> [Qué se pide]: Según el texto sobre el cine de Ford, ¿qué géneros se representaron en la Antigua Grecia? Nómbralos todos.

> [Texto para leer]:
★ ★ ★ ★

La segunda entrega de la saga de la caballería fordiana es especialmente conservadora en la defensa de los valores tradicionales del orden marcial, en un reclamo permanente por el reconocimiento para quienes estuvieron al frente en el campo de batalla, por su estatus de héroes. Esta aproximación ya se había construido en ‘Fort Apache’, pero aquí se eleva decididamente al nivel de demanda histórica. También se construye una distancia incluso crítica con los indígenas, quienes son ahora mucho más brutales, conservando sin embargo el margen para que exista la negociación política en medio de la guerra. Esta exacerbación insistente de Ford es tan notoria que está al borde de desligarse de lo institucional, como un alegato reaccionario decididamente, y apenas sobre el final, como si las advertencias hubieran sido atendidas, el mítico vaquero de Wayne, aquí el capitán de caballería, vuelve al cauce del orden. Aquí, Ford se lanza más decididamente al campo de batalla y los caballos veloces, barridos en la pantalla, tienen como fondo un escenario deslumbrante: el del naranja vibrante de Monument Valley, con los ahora célebres horizontes fordianos, y la luz que avanza extraordinaria trazando cada uno de los instantes del día, cruzando los amaneceres, el cénit y los ocasos. Un escenario extenso, colmado de una atmósfera trascendente, como las riberas del Nilo o las del Ganges. Como aquel en el que se representaron las tragedias, las comedias, las farsas, los melodramas y las epopeyas de las Antigua Grecia. Como aquellos territorios donde revivieron las máscaras en el cine de Fellini, que nuevamente hizo desérticas las plazas por las cuales cruzó toda Roma. En esas pretensiones de Estados Unidos, a través de la mirada potente de Ford, surge el desierto muy especialmente en ‘She wore a yellow ribbon’, con el romance siempre en el centro, pero con una agitación permanente y violenta, en una conquista esencialmente sangrienta.

★ ★ ★ ★

> [Filas de datos]:

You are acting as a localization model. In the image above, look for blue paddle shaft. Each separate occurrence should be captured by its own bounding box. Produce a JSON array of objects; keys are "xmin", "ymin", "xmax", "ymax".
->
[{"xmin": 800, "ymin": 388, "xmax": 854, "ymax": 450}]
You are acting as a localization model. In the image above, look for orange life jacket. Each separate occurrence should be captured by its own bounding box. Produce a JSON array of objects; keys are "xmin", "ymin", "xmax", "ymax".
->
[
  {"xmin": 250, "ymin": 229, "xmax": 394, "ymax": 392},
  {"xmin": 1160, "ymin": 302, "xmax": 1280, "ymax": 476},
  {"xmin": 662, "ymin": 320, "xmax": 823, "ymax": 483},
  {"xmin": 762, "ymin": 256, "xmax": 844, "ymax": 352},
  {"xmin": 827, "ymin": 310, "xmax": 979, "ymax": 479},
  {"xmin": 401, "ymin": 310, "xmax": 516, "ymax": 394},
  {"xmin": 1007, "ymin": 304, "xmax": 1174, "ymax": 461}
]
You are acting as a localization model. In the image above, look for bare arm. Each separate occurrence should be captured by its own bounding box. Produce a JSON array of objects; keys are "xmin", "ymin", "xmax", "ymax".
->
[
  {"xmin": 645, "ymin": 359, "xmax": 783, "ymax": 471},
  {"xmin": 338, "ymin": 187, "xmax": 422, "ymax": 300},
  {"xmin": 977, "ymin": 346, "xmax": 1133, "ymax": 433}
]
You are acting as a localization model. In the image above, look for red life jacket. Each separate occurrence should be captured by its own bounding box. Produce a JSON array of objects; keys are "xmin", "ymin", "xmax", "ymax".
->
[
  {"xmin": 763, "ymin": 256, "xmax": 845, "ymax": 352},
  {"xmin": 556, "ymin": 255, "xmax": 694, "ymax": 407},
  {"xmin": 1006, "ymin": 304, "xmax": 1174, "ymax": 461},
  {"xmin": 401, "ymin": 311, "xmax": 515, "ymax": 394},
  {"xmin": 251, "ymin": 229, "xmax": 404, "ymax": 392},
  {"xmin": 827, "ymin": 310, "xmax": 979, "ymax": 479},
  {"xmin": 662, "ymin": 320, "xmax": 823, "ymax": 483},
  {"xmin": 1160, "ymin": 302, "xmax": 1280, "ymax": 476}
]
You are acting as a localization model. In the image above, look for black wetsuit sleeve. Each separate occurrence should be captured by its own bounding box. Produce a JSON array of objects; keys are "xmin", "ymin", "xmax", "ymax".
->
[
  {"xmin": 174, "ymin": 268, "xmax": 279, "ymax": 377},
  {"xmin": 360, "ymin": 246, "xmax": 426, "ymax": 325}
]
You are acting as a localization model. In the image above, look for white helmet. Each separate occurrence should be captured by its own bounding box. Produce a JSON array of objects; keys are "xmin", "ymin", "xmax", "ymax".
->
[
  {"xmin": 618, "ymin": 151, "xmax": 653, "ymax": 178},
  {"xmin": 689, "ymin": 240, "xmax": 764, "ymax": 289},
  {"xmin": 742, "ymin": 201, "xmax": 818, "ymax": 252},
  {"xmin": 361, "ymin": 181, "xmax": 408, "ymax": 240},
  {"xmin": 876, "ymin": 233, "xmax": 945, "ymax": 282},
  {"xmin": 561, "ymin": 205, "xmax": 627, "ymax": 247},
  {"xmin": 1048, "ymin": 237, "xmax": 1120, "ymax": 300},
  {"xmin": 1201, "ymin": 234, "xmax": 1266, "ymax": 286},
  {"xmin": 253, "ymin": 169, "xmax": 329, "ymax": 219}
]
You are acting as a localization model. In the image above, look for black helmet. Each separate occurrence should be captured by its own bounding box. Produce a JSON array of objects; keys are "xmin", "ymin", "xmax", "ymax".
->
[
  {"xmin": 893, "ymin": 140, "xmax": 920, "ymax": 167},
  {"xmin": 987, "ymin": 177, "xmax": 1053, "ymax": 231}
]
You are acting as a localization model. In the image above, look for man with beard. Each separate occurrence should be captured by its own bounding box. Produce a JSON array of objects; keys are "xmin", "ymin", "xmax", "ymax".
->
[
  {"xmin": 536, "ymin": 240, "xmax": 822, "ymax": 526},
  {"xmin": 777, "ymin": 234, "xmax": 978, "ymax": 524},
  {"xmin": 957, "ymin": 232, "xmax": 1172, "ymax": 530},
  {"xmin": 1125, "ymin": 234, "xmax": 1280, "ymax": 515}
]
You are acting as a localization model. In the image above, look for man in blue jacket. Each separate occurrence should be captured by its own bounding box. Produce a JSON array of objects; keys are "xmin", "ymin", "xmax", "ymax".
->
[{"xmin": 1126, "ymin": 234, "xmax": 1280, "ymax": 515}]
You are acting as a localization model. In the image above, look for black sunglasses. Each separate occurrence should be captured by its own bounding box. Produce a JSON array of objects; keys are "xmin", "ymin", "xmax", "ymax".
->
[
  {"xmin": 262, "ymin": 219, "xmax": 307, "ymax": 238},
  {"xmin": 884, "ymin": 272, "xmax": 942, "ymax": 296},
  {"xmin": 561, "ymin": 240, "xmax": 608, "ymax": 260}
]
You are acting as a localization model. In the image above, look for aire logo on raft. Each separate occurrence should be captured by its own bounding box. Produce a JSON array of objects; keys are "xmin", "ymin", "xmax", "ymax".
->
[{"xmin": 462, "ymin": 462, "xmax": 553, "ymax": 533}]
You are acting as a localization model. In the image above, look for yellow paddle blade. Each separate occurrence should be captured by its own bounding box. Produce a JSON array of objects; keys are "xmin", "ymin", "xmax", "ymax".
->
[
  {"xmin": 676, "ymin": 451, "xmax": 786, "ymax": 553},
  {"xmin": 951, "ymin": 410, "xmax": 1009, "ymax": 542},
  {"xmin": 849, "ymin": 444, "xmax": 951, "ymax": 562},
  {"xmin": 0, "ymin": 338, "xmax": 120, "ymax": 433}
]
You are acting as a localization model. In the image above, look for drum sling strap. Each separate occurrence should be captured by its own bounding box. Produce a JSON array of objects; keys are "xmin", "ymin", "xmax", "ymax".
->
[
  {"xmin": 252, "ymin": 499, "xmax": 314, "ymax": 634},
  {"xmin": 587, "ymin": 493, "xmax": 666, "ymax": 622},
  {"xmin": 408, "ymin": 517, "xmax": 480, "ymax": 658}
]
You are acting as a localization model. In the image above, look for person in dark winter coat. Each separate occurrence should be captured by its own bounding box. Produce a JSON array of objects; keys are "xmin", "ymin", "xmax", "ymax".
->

★ ★ ★ ★

> [Respuesta completa]: Las tragedias, las comedias, las farsas, los melodramas y las epopeyas.